* [EXCERPT]:
Start

Specify optional comma-separated pairs of Name,Value arguments. Name is the argument name and Value is the corresponding value. Name must appear inside quotes. You can specify several name and value pair arguments in any order as Name1,Value1,...,NameN,ValueN.

Example: cm = confusionchart(trueLabels,predictedLabels,'Title','My Title Text','ColumnSummary','column-normalized')

Note

The properties listed here are only a subset. For a complete list, see ConfusionMatrixChart Properties.

Title of the confusion matrix chart, specified as a character vector or string scalar.

Example: cm = confusionchart(__,'Title','My Title Text')

Example: cm.Title = 'My Title Text'

Column summary of the confusion matrix chart, specified as one of the following:

OptionDescription
'off'Do not display a column summary.
'absolute'Display the total number of correctly and incorrectly classified observations for each predicted class.
'column-normalized'Display the number of correctly and incorrectly classified observations for each predicted class as percentages of the number of observations of the corresponding predicted class. The percentages of correctly classified observations can be thought of as class-wise precisions (or positive predictive values).

End

* [Entries from a dataset]:

Start

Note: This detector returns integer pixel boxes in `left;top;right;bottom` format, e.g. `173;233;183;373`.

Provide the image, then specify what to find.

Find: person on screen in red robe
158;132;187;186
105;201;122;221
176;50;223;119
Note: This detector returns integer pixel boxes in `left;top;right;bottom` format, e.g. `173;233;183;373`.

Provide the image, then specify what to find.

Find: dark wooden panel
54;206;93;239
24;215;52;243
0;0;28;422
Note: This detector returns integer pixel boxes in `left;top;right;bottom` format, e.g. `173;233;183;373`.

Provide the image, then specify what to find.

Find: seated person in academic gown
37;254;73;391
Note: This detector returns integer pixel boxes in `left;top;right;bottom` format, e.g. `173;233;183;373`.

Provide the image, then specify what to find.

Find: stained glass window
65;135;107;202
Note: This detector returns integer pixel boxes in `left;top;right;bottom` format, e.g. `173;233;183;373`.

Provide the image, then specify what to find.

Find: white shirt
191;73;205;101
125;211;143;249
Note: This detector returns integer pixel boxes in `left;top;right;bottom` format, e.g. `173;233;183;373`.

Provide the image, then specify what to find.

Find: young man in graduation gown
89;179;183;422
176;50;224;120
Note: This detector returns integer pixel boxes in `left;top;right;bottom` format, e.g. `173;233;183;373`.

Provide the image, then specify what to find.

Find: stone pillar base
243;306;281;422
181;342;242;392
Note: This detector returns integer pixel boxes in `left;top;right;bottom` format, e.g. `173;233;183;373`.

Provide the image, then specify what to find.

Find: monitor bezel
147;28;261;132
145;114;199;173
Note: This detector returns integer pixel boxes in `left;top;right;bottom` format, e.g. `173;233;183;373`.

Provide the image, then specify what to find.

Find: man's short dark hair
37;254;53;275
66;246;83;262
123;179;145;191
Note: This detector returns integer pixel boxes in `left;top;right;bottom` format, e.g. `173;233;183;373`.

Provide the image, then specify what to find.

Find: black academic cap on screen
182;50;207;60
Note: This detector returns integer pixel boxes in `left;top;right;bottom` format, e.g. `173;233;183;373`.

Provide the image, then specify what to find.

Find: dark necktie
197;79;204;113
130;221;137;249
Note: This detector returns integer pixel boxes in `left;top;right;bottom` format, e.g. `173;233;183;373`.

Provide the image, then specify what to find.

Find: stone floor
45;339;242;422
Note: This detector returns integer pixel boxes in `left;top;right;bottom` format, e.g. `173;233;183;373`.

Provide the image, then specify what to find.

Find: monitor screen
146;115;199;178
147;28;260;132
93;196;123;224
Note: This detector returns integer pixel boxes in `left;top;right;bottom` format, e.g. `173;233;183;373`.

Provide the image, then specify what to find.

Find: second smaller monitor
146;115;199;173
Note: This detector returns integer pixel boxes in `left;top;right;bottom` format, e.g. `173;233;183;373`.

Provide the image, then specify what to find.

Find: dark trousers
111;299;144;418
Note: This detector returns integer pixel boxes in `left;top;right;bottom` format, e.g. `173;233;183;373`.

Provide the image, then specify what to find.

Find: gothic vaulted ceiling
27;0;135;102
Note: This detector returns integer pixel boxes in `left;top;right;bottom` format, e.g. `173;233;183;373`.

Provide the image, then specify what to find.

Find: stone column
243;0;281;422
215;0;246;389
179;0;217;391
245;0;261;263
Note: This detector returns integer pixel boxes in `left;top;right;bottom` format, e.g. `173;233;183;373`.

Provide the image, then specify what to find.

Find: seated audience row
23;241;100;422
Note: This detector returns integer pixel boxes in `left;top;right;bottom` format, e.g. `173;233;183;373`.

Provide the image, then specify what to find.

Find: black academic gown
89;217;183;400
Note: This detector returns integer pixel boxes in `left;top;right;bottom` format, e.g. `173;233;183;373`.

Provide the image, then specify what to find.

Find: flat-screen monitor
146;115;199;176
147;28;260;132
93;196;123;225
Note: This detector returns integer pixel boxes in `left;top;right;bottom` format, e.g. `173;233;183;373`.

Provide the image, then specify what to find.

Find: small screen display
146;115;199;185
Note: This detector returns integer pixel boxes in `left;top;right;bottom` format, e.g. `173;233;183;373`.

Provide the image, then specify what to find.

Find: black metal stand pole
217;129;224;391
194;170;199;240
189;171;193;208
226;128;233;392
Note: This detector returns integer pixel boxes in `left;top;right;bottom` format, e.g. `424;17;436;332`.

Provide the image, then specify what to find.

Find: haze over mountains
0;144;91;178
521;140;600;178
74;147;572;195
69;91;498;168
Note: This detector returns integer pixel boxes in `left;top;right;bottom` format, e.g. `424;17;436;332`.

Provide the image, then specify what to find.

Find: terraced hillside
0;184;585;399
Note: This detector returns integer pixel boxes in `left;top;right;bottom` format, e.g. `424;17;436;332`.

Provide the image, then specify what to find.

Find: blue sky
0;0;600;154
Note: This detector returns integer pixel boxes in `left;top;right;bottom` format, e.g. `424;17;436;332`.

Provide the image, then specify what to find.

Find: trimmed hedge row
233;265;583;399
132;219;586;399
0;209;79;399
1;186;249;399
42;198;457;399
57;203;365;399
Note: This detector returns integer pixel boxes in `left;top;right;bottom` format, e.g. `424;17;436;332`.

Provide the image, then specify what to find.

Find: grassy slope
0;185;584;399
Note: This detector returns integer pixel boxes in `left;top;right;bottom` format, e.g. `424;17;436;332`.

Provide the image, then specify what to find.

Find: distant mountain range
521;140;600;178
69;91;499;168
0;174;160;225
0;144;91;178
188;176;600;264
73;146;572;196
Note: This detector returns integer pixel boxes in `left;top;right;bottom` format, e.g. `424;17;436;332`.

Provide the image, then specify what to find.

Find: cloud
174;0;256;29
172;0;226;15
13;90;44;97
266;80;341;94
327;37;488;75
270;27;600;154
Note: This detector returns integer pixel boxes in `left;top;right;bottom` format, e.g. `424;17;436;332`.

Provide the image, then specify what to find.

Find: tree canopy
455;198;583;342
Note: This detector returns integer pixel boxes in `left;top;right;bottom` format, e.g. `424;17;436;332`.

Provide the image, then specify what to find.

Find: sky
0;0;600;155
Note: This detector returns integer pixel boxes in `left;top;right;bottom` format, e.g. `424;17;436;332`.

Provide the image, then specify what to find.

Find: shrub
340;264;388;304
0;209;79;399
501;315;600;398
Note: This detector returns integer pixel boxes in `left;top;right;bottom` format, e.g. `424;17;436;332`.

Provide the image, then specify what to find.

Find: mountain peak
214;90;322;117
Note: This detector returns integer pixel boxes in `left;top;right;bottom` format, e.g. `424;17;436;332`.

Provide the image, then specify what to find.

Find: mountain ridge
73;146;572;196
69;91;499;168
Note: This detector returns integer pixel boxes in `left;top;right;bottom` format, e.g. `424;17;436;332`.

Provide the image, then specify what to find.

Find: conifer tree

End

* [YOUR OBJECTIVE]:
Write out the full excerpt on confusion chart name-value arguments from above word for word, without changing anything.

* [EXPECTED ANSWER]:
Specify optional comma-separated pairs of Name,Value arguments. Name is the argument name and Value is the corresponding value. Name must appear inside quotes. You can specify several name and value pair arguments in any order as Name1,Value1,...,NameN,ValueN.

Example: cm = confusionchart(trueLabels,predictedLabels,'Title','My Title Text','ColumnSummary','column-normalized')

Note

The properties listed here are only a subset. For a complete list, see ConfusionMatrixChart Properties.

Title of the confusion matrix chart, specified as a character vector or string scalar.

Example: cm = confusionchart(__,'Title','My Title Text')

Example: cm.Title = 'My Title Text'

Column summary of the confusion matrix chart, specified as one of the following:

OptionDescription
'off'Do not display a column summary.
'absolute'Display the total number of correctly and incorrectly classified observations for each predicted class.
'column-normalized'Display the number of correctly and incorrectly classified observations for each predicted class as percentages of the number of observations of the corresponding predicted class. The percentages of correctly classified observations can be thought of as class-wise precisions (or positive predictive values).